=== TASK ===
Carry on the passage about Thomas Nast, starting right after its final sentence.
— BEGIN SOURCE DOCUMENT —
Thomas Nast “The Prince of Caricaturists” had an exorbitant talent in art. He was without question one of the major reason Harper’s Weekly was so successful in its time. Harper’s Weekly was an American political magazine based in New York City. Some of his famous illustrations were the donkey, as a symbol for Democratic Party, the Elephant as a symbol for the Republican Party, and he even created the “modern” image of Santa Claus, which I think is pretty awesome. Having this amazing talent and exposing it to the people was a huge way to impact people’s lives in a political and daily life sort of way. His art was a way to speak his mind, and prove that he wasn’t just some guy who liked to draw. Overall Nast made a big impact on politics in his day, and also used his cartoons to stick it to the man! The man in this case was “Boss” Tweed. Nast influenced so many people, impacted so many different situations, and managed to leave a legacy that is still here today.
— END SOURCE DOCUMENT —
— BEGIN GIVEN DATA —
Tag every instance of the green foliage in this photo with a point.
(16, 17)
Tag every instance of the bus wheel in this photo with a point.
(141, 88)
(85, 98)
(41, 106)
— END GIVEN DATA —
=== OUTPUT FOR THIS TASK ===
At the age of fifteen Thomas was given a job as a reportorial artist for Frank Leslie’s Illustrated Newspaper, he also worked for New York Illustrated News, then traveled to England to cover a Prizefight. After all of that he went to Sicily to report on Giuseppe Garibaldi’s military campaign. So it is clear that Thomas’ talent was recognized at a fairly young age. As well as being very good at drawing with ink and pen, Nast also had the skill to make pictures for the woodblock also. The woodblock is when you basically to “carve” your picture into a woodblock so it could be used as a stamp to put on the newspaper, and that took skill.
Nast was a Radical Republican and a huge supporter of the Union who used his “allegory and melodrama” in his art to express what he thought was right and just. “Compromise With the South”, one of Nast’s most impacting works is said to have given him “instant fame.” This Cartoon was reprinted across large areas by the Republicans to try to get...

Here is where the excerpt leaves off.